## GIVEN EXERCISE 1
Repeat the description of the La Fornacina farmhouse below in full, word for word.

## EXCERPT PROVIDED
La Fornacina is a restored farmhouse and brick kiln located outside a medieval village in the Tuscan hills.

One of the things that we love about La Fornacina, that first attracted us to it, is its peaceful, rustic setting, high up on a hillside with amazing panoramic views of the surrounding landscape. The house is situated on the slope above a valley running between two hill towns, Castelmuzio above it and Montisi on the ridge opposite.

The surrounding land is all agricultural – fields, mostly, and olive groves, as well as a large stretch of wild land kept as a truffle reserve. (Formerly, there was a small piggery located down the hill, but this has since closed.) The valley bottom has a stream running through it and is fairly wild, and the patchwork countryside is full of animals. Neighbouring houses cannot be seen from La Fornacina, giving it a secluded feel despite all the amenities within easy reach.

## EXTRACTED ENTRIES

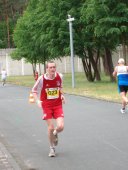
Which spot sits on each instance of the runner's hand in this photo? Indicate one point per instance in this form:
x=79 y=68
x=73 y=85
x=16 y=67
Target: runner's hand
x=39 y=103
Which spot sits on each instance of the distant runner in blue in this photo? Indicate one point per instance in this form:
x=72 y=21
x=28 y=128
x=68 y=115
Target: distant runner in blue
x=121 y=71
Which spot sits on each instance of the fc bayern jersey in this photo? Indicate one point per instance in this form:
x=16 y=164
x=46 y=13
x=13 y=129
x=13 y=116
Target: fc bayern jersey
x=50 y=93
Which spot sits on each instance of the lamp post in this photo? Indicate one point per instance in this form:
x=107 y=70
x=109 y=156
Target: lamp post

## GIVEN EXERCISE 2
Give everything in the rows from the line containing "Which spot sits on each instance of the fc" down to the end of the rows as a numbered list, leaving out any blank lines.

## EXPECTED OUTPUT 1
La Fornacina is a restored farmhouse and brick kiln located outside a medieval village in the Tuscan hills.

One of the things that we love about La Fornacina, that first attracted us to it, is its peaceful, rustic setting, high up on a hillside with amazing panoramic views of the surrounding landscape. The house is situated on the slope above a valley running between two hill towns, Castelmuzio above it and Montisi on the ridge opposite.

The surrounding land is all agricultural – fields, mostly, and olive groves, as well as a large stretch of wild land kept as a truffle reserve. (Formerly, there was a small piggery located down the hill, but this has since closed.) The valley bottom has a stream running through it and is fairly wild, and the patchwork countryside is full of animals. Neighbouring houses cannot be seen from La Fornacina, giving it a secluded feel despite all the amenities within easy reach.

## EXPECTED OUTPUT 2
1. Which spot sits on each instance of the fc bayern jersey in this photo? Indicate one point per instance in this form:
2. x=16 y=164
3. x=46 y=13
4. x=13 y=129
5. x=13 y=116
6. Target: fc bayern jersey
7. x=50 y=93
8. Which spot sits on each instance of the lamp post in this photo? Indicate one point per instance in this form:
9. x=107 y=70
10. x=109 y=156
11. Target: lamp post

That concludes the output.